Enquanto parte da imprensa nacional e movimentos sociais retratam os “garimpeiros” como “homens maus”, muitos políticos da região aproveitam o clima inquisitório para ressaltar a “injustiça” com que os garimpeiros e garimpeiras são tratados, o que lhes rendem muitos votos.
Ao estudarmos o tema, percebemos que existe uma rede que envolve a indústria, o comércio e os serviços relacionados ao garimpo. Isso inclui a venda de máquinas e peças (bombas, mangueiras, armas e munições, barcos, tratores, quadriciclos, caminhonetes, aviões, entre outros), venda de insumos (diesel, combustível para aeronaves, lubrificantes, mercúrio, etc.) e prestação de serviços (assistência técnica, segurança, transporte, prostituição, intermediação financeira, etc.). Há uma divisão de trabalho que envolve grandes, médios e pequenos empresários, além de trabalhadores com diferentes habilidades, como pilotos de aeronaves, mecânicos de máquinas, marceneiros, operadores de máquinas, seguranças, comerciantes, motoristas, barqueiros, jateiros, raizeiros, gerentes, prostitutas e cozinheiras.
Nesse sentido, é necessário analisar a diversidade de perfis e pessoas envolvidas nessas atividades. Todas elas tendem a naturalizar o garimpo, o que geralmente ocorre em detrimento dos povos indígenas e da Constituição Federal. Portanto, há uma elite de empresários-garimpeiros, políticos-garimpeiros, pilotos de garimpo e outros, que muitas vezes só conhecemos por “ouvir falar”. Mas é possível identificar os garimpeiros e as garimpeiras que têm uma identidade profundamente enraizada na prática da garimpagem. Há casos de pessoas que nasceram e cresceram dentro de garimpos.

LINHAS:

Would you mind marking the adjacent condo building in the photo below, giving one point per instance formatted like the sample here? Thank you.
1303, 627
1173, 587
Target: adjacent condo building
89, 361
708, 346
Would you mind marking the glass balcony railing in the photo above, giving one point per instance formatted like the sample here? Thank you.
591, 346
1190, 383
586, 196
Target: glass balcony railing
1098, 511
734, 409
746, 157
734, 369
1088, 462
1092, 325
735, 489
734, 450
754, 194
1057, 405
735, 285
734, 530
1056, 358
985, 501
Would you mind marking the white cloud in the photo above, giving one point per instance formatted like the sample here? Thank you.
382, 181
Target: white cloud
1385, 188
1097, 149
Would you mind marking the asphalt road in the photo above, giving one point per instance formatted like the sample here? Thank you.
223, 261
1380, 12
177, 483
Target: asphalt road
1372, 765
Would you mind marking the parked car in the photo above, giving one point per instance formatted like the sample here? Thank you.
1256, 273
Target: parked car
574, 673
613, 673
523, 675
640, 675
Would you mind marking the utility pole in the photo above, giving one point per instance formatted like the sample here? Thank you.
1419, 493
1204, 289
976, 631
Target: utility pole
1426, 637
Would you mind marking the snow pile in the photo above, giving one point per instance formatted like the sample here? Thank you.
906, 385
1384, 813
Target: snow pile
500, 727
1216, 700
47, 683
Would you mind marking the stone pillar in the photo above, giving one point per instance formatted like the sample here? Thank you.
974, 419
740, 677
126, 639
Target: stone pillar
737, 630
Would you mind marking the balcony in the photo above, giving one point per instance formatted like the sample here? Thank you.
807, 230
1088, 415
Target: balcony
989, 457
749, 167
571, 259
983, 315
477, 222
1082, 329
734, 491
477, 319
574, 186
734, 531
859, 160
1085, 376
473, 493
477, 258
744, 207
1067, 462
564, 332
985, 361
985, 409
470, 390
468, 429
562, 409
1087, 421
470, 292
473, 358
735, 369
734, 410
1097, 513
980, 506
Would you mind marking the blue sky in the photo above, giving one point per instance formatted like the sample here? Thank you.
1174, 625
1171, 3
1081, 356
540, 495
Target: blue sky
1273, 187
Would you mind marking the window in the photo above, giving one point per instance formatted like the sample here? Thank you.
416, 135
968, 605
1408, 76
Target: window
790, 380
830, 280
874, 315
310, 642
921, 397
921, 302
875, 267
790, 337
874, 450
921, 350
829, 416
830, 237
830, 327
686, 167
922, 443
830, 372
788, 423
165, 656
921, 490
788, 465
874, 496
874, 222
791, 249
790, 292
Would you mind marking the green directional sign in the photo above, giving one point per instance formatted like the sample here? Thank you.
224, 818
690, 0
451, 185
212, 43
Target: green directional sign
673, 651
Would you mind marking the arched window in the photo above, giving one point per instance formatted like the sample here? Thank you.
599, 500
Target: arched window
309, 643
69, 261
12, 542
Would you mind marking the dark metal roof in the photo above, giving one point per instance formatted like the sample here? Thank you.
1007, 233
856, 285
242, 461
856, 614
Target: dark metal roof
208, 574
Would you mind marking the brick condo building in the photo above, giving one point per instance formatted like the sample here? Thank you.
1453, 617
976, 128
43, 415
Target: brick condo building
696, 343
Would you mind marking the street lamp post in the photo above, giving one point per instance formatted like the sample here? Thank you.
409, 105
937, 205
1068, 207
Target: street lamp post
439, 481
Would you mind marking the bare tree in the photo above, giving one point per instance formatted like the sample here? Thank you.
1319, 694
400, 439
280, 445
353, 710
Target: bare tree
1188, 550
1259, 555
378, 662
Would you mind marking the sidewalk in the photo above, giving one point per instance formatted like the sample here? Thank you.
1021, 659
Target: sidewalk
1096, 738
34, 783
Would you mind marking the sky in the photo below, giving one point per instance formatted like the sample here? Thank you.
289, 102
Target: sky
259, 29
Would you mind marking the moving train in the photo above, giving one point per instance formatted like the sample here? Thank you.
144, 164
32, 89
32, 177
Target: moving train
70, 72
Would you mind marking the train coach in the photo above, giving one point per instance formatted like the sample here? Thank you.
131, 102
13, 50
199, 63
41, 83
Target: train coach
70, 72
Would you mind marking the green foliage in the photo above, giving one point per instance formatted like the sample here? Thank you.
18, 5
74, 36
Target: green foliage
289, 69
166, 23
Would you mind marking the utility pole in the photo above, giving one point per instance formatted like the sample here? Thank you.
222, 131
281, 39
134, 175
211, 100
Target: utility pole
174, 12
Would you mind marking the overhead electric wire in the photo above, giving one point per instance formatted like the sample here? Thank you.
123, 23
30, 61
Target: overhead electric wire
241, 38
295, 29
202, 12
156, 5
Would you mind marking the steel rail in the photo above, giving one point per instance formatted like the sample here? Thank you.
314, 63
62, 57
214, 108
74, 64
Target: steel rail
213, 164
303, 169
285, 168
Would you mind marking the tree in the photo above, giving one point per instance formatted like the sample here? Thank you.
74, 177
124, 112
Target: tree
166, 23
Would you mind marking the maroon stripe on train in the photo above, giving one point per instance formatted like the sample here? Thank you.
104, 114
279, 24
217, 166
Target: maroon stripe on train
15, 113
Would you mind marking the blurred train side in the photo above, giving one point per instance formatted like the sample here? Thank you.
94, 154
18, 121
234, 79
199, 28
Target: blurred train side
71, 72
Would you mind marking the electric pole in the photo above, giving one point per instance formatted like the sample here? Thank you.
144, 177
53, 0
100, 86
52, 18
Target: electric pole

TAREFAS A REALIZAR:
1/ Responda às perguntas sobre o trecho acerca do garimpo.
(a) Como parte da imprensa nacional e movimentos sociais retratam os "garimpeiros"?
(b) Quais insumos vendidos à rede do garimpo são citados?
(c) Onde algumas pessoas nasceram e cresceram, segundo a última frase?
2/ Traduza para o inglês esta frase do trecho: "Ao estudarmos o tema, percebemos que existe uma rede que envolve a indústria, o comércio e os serviços relacionados ao garimpo."
3/ Com base no trecho, explique em uma a três frases por que muitos políticos da região ressaltam a "injustiça" com que os garimpeiros e garimpeiras são tratados.
Não é preciso consultar os registros.

SOLUÇÕES DOS PROBLEMAS:
1/
(a) Como "homens maus".
(b) Diesel, combustível para aeronaves, lubrificantes e mercúrio, entre outros.
(c) Dentro de garimpos.

2/ In studying the subject, we realized that there is a network involving the industry, commerce, and services related to wildcat mining.

3/ Eles aproveitam o clima inquisitório criado por parte da imprensa nacional e por movimentos sociais, que retratam os garimpeiros como "homens maus". Ressaltar essa "injustiça" lhes rende muitos votos.